▸ WHAT THE TASK ASKS
Offset every x and y coordinate in the answers by -143 and reproduce the material line by line, beginning at the line that has "Reviewer note: confirm that every instance of the street" and stopping after the final line of the material. Keep every other line unchanged, including the coordinates shown before each answer.

:::

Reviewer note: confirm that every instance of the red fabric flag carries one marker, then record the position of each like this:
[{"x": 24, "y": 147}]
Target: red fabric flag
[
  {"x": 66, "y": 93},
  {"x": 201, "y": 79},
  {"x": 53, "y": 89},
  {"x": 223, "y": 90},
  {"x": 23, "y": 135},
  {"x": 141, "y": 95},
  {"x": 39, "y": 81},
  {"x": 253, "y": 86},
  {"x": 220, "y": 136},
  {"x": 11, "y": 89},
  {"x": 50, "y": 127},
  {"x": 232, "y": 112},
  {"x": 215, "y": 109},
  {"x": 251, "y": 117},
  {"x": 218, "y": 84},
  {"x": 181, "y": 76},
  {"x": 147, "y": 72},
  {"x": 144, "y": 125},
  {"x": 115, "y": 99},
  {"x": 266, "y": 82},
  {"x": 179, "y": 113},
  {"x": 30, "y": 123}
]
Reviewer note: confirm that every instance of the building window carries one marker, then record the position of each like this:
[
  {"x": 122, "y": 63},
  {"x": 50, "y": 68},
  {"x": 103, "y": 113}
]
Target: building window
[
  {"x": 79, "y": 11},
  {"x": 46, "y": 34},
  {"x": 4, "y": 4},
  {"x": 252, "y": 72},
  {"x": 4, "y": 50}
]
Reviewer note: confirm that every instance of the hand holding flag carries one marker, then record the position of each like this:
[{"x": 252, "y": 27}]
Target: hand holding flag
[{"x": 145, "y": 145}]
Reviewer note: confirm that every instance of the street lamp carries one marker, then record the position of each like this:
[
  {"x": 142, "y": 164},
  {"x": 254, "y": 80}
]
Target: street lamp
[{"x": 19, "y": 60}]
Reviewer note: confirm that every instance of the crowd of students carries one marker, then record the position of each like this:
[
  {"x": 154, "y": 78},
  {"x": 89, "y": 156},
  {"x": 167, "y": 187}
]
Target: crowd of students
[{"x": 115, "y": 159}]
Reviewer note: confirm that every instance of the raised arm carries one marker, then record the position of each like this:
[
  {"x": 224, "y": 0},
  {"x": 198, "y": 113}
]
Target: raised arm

:::

▸ RIGHT ANSWER
Reviewer note: confirm that every instance of the street lamp carries one marker, then record the position of each like this:
[
  {"x": 142, "y": 164},
  {"x": 254, "y": 80}
]
Target: street lamp
[{"x": -124, "y": -83}]
Reviewer note: confirm that every instance of the crowd of students carries one marker, then record the position of each like this:
[
  {"x": 154, "y": 78},
  {"x": 89, "y": 156},
  {"x": 167, "y": 187}
]
Target: crowd of students
[{"x": -28, "y": 16}]
Reviewer note: confirm that every instance of the raised arm carries one marker, then record the position of each like this:
[
  {"x": 224, "y": 0},
  {"x": 198, "y": 113}
]
Target: raised arm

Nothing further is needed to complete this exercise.